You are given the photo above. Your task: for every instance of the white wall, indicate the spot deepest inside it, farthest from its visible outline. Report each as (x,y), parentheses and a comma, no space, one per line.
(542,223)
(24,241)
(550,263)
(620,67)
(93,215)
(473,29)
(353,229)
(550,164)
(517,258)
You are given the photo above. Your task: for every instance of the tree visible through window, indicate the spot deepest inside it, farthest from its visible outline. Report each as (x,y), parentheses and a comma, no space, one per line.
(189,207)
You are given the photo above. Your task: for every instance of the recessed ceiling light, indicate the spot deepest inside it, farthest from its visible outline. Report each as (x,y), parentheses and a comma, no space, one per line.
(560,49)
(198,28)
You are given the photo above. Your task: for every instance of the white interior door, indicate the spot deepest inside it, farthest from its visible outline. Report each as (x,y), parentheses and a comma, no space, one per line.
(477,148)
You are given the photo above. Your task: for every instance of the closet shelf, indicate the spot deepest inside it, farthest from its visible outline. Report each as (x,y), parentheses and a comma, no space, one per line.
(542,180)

■ **Your instructions**
Could you transcribe all of the data above word for word, keeping every line and character unchanged?

■ **Task output**
You are given the photo above. Your task: for every instance of the white wall, indicate the spot deepest inside it, farthest from its visible outline. Report each as (x,y), parentheses and a comma, no space, one per line.
(542,223)
(24,241)
(550,263)
(620,67)
(93,215)
(473,29)
(353,229)
(550,164)
(517,258)
You are given the photo above. Your task: for every instance of the tree visible through window, indicate the spot deepest inside it, farthest from its visible outline. Report each as (x,y), parentheses and a comma, no space, one per line.
(189,207)
You are given the photo above. Your task: for every instance of the recessed ceiling light, indicate the spot deepest inside it, farthest from its visible outline. Report each as (x,y), parentheses and a comma, no space, one per line.
(560,49)
(198,28)
You are given the photo above. Your task: for every instance of the white interior door, indicate the spot deepest inside it, farthest from its visible outline. Report each as (x,y), parentheses and a comma, no space, one per line.
(477,148)
You are given the photo above. Your task: for every instance of the closet shelf, indicate the spot deepest inside it, farthest from its visible outline. Report each as (x,y), parentheses and a comma, no space, one per line.
(542,180)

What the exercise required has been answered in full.